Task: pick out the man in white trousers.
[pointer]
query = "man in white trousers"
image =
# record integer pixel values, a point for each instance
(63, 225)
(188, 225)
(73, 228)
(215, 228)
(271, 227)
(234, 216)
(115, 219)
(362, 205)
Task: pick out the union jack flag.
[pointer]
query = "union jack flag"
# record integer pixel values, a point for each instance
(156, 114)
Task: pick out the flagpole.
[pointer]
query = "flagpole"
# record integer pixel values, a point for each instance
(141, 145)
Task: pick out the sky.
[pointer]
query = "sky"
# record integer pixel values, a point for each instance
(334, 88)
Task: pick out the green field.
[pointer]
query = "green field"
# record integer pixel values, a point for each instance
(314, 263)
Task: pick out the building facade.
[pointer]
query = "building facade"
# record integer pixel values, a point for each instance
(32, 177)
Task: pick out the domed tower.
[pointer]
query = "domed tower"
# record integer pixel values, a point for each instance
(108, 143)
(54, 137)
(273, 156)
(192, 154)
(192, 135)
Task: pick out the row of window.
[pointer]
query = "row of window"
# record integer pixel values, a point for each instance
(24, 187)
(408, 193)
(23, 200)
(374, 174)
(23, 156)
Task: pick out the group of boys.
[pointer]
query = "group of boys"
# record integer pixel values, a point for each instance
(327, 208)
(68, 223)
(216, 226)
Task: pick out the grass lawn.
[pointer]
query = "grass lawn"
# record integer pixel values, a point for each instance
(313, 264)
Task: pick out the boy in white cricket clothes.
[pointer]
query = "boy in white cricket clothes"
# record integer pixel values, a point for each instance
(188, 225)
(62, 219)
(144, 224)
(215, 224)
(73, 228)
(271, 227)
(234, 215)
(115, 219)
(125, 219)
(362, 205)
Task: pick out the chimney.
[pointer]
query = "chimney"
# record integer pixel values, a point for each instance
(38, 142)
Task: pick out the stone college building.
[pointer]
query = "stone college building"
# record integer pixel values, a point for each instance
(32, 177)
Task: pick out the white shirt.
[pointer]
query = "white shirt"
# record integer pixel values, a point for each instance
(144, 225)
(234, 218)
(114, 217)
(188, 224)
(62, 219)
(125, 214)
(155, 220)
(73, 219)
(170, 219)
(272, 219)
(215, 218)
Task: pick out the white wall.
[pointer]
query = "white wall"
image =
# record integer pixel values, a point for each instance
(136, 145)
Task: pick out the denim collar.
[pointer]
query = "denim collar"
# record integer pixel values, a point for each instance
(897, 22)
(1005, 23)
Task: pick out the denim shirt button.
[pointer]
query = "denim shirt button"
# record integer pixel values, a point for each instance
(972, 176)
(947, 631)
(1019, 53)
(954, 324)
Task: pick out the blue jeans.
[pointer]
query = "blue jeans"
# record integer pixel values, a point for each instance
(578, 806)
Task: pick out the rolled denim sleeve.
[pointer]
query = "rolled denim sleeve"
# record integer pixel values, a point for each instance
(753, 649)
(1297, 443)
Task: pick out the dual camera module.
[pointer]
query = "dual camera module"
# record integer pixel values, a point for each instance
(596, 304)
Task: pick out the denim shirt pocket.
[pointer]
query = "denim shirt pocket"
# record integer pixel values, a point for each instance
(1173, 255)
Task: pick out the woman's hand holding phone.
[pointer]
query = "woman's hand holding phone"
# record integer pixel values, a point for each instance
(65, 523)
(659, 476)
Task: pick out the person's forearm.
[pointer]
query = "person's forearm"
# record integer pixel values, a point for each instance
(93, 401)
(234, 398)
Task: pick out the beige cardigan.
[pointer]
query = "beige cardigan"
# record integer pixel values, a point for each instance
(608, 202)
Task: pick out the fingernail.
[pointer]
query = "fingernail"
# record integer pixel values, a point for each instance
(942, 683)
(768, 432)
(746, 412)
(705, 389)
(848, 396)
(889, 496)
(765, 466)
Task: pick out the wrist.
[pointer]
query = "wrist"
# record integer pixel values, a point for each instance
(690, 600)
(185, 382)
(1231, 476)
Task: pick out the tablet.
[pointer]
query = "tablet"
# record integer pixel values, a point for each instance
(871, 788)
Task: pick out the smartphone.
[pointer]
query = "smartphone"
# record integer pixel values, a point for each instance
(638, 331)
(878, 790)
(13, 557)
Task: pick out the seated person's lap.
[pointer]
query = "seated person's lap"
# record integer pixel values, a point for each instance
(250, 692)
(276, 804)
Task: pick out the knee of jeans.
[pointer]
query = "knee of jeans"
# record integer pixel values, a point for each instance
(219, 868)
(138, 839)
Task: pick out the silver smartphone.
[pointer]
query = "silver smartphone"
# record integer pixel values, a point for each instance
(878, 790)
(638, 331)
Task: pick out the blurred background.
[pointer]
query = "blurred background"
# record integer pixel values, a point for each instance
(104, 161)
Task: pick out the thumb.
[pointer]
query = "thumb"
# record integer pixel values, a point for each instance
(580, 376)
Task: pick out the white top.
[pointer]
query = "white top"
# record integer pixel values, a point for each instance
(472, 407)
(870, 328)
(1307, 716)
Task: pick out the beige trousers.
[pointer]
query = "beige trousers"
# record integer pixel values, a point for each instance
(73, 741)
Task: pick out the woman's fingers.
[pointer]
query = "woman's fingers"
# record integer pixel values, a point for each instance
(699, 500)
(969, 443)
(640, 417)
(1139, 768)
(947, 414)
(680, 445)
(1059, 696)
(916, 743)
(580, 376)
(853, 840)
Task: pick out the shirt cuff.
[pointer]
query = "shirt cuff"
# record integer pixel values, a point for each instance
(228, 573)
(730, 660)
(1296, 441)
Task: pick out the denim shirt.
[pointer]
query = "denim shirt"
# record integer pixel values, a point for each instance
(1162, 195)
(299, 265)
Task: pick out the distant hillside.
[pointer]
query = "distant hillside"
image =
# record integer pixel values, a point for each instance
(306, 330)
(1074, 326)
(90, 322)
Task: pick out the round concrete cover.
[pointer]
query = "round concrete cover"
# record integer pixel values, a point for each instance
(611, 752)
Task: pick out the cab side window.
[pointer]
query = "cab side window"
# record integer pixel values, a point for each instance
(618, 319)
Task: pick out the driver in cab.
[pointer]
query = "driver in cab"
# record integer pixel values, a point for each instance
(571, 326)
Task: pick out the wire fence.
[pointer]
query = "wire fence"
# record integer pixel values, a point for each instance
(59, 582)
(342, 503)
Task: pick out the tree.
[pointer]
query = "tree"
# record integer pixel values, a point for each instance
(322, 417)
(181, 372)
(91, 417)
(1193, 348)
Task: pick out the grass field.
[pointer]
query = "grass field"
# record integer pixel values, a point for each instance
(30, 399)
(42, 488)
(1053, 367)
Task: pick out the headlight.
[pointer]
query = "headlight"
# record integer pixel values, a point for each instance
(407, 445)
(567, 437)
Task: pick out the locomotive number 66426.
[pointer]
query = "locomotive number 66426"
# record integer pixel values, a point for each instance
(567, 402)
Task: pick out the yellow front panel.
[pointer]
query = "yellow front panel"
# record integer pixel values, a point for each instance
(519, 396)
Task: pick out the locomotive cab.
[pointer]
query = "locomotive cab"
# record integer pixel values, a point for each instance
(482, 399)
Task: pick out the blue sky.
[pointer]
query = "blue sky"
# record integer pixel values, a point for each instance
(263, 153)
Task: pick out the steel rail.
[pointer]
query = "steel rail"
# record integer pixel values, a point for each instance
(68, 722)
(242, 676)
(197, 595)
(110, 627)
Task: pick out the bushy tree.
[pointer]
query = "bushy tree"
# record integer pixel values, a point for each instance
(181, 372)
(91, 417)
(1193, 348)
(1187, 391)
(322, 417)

TO DO: Take the data above and reproduce it exactly.

RESPONSE BELOW:
Task: pick out the man in white trousers.
[pointer]
query = "man in white trousers"
image =
# record integer pixel values, a point for each instance
(63, 225)
(188, 225)
(73, 228)
(215, 228)
(271, 227)
(234, 216)
(115, 219)
(362, 205)
Task: pick out the union jack flag.
[pointer]
query = "union jack flag"
# record integer pixel values, a point for each instance
(156, 114)
Task: pick out the flagpole.
[pointer]
query = "flagpole"
# record integer pixel values, a point for each instance
(141, 145)
Task: pick out the sky.
[pointer]
query = "sky"
# record integer pixel values, a point for each instance
(334, 88)
Task: pick out the green field.
[pointer]
query = "green field"
# record integer pixel values, a point for each instance
(314, 263)
Task: pick out the building facade.
[pointer]
query = "building facade"
# record integer pixel values, a point for each instance
(32, 177)
Task: pick out the domed tower.
[pointer]
query = "domed tower"
# record integer pixel values, a point for each instance
(108, 143)
(54, 137)
(273, 156)
(192, 154)
(192, 135)
Task: pick out the row of window.
[pointer]
query = "row of window"
# record integer pixel values, a point for each instance
(24, 187)
(408, 193)
(23, 200)
(374, 174)
(23, 156)
Task: pick out the group of boys.
[pointer]
query = "group of boys"
# record integer pixel values, a point for each instance
(327, 208)
(68, 223)
(216, 226)
Task: pick out the grass lawn.
[pointer]
query = "grass lawn"
# record integer pixel values, a point for each instance
(313, 264)
Task: pick out the boy in white cricket clothes.
[pointer]
query = "boy in white cricket clothes"
# record integer pixel values, a point for each instance
(188, 225)
(62, 219)
(144, 224)
(215, 224)
(73, 228)
(271, 227)
(234, 215)
(115, 219)
(125, 219)
(362, 205)
Task: pick out the chimney.
[pointer]
query = "chimney"
# record integer pixel values, a point for each instance
(38, 142)
Task: pick out the stone college building.
[pointer]
query = "stone college building"
# record integer pixel values, a point for each instance
(32, 177)
Task: pick out the white shirt.
[pointer]
query = "white shirt"
# record integer pixel values, a point for each instance
(144, 225)
(234, 218)
(114, 217)
(188, 224)
(62, 219)
(125, 214)
(155, 220)
(73, 219)
(170, 219)
(272, 219)
(215, 218)
Task: pick out the white wall.
[pointer]
query = "white wall"
image =
# record integer pixel values, a point for each instance
(136, 145)
Task: pick out the denim collar.
[pointer]
query = "denim collar"
# record integer pixel values, a point for each instance
(897, 22)
(1005, 23)
Task: pick out the denim shirt button.
[pointer]
query = "denim shirt button"
# record integer pixel values, a point for each instance
(972, 176)
(947, 631)
(1019, 53)
(954, 324)
Task: pick out the blue jeans.
[pointer]
query = "blue jeans"
# record integer pixel values, a point for each instance
(578, 806)
Task: pick out the rolled denim sleeve.
[pointer]
query = "rolled denim sleeve"
# record integer pixel values, a point for each instance
(753, 649)
(1297, 443)
Task: pick out the dual camera module.
[pointer]
query = "dual camera module"
# record integer pixel values, a point for each instance
(596, 304)
Task: pick out the denim shirt pocket.
[pointer]
query = "denim shirt pocket"
# record integer pixel values, a point for each instance
(1173, 255)
Task: pick out the woman's hand holding phone.
[pointer]
query = "woman's hand holding phone"
# record integer pixel values, a point for each instance
(65, 523)
(659, 476)
Task: pick out the person's forearm.
[pointer]
query = "person's forearm"
# record integer pixel values, a point for each instance
(93, 401)
(234, 398)
Task: pick out the beige cardigan.
[pointer]
query = "beige cardigan"
# record integer pixel values, a point for each instance
(608, 202)
Task: pick out the fingernail.
[pointer]
query = "fingernail"
# record integer pixel values, a point for each instance
(942, 683)
(768, 432)
(746, 412)
(705, 389)
(848, 396)
(889, 496)
(765, 466)
Task: pick out the wrist.
[pointer]
query = "wrist"
# record integer pixel values, a point for each instance
(690, 600)
(185, 382)
(1231, 476)
Task: pick out the tablet.
[pointer]
query = "tablet"
# record integer pixel values, a point for each instance
(871, 788)
Task: pick out the smartphone.
[pointer]
query = "smartphone"
# record integer pixel values, a point for each instance
(638, 331)
(878, 790)
(13, 557)
Task: pick out the seated person's lap.
[pointer]
query = "seated person's lap"
# record integer pixel values, a point for each instance
(250, 692)
(276, 804)
Task: pick out the knee of jeans.
[pointer]
query = "knee of jeans"
# record integer pixel values, a point for each instance
(219, 868)
(138, 839)
Task: pick out the silver smartphone.
[pointer]
query = "silver smartphone"
# record integer pixel values, a point for each instance
(878, 790)
(638, 331)
Task: pick out the blurred background.
[pointer]
query = "blurred background"
# record integer pixel values, a point for each instance
(104, 161)
Task: pick out the thumb.
[pointer]
query = "thumb"
# record integer pixel values, a point for each instance
(580, 376)
Task: pick out the white top.
[pointer]
query = "white top"
# record integer pixel values, a point for each instance
(472, 407)
(870, 328)
(1307, 716)
Task: pick out the beige trousers.
[pointer]
query = "beige trousers"
# record integer pixel values, a point for each instance
(73, 741)
Task: pick out the woman's fingers.
[pointer]
query = "woman's fingers"
# record integer pixel values, a point for each instance
(699, 500)
(969, 443)
(640, 417)
(1139, 768)
(947, 414)
(680, 445)
(1059, 696)
(916, 743)
(580, 376)
(853, 840)
Task: pick out the shirt cuff.
[pointer]
query = "shirt cuff"
# record integer pixel values, a point for each instance
(228, 573)
(730, 660)
(1296, 441)
Task: pick out the denim shirt.
[pointer]
query = "denim shirt"
# record integer pixel values, a point for each instance
(1162, 195)
(299, 265)
Task: pick out the distant hillside.
[pointer]
query = "distant hillside"
image =
# record integer pixel values, a point for each instance
(306, 330)
(1074, 326)
(90, 322)
Task: pick out the round concrete cover.
[pointer]
query = "round concrete cover"
# record integer pixel values, a point for each instance
(611, 752)
Task: pick out the cab side window.
[pointer]
query = "cab side window"
# record integer pixel values, a point for each instance
(618, 319)
Task: pick out the driver in cab.
[pointer]
query = "driver in cab"
# record integer pixel values, a point for each instance
(571, 326)
Task: pick out the wire fence.
[pointer]
query = "wire fence"
# record integer pixel values, a point for each instance
(59, 582)
(342, 503)
Task: pick out the tree.
[pointer]
query = "tree"
# record integer pixel values, a point for each instance
(322, 417)
(181, 372)
(91, 417)
(1193, 348)
Task: pick out the grass field.
[pointer]
query = "grass field"
# record integer pixel values, a point for each instance
(30, 399)
(42, 488)
(1053, 367)
Task: pick out the headlight.
[pointer]
query = "headlight"
# record integer pixel values, a point for each instance
(407, 445)
(567, 437)
Task: pick out the locomotive number 66426.
[pointer]
query = "locomotive number 66426"
# record integer pixel values, a point for each instance
(567, 402)
Task: pick out the yellow front panel.
[pointer]
query = "yellow front panel"
# record integer pixel values, a point for each instance
(519, 396)
Task: pick out the locomotive cab.
[pointer]
query = "locomotive cab"
# record integer pixel values, a point for each instance
(482, 399)
Task: pick out the blue sky.
[pointer]
query = "blue sky"
# record integer pixel values, a point for each instance
(263, 153)
Task: pick out the steel rail.
[pointer]
query = "steel rail"
# record integer pixel values, a point for each instance
(68, 722)
(242, 676)
(197, 595)
(110, 627)
Task: pick out the bushy tree.
[pointer]
query = "bushy tree"
# record integer pixel values, a point for each instance
(181, 372)
(91, 417)
(1193, 348)
(1187, 391)
(322, 417)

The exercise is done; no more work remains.